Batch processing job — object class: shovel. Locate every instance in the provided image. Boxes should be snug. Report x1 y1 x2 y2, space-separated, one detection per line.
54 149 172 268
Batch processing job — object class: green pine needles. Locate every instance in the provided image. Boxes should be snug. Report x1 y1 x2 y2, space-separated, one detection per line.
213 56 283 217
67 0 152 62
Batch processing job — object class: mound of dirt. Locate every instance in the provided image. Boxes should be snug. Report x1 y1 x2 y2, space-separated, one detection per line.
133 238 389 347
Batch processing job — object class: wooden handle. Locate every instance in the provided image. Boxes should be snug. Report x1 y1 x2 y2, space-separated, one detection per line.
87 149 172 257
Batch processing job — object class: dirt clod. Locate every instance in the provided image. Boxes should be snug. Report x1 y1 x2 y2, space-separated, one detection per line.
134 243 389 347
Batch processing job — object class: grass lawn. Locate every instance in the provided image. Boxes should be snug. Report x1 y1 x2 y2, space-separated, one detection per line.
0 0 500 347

════

▸ The problem
Rewrite every line of the data from the start through the line containing "67 0 152 62", both included. Shift each bounding-box coordinate by +69 and leave all other text unchanged.

▸ In response
Batch processing job — object class: shovel. Locate every instance in the provided image. Boxes should be snug. Report x1 y1 x2 y2, space-separated, one detection per line.
123 218 241 337
Batch processing job — object class: green pine needles. Locate every instance in the provided image. Boxes should be snug. Report x1 y1 x2 y2, space-separated, one detection per line.
282 125 352 286
136 69 221 131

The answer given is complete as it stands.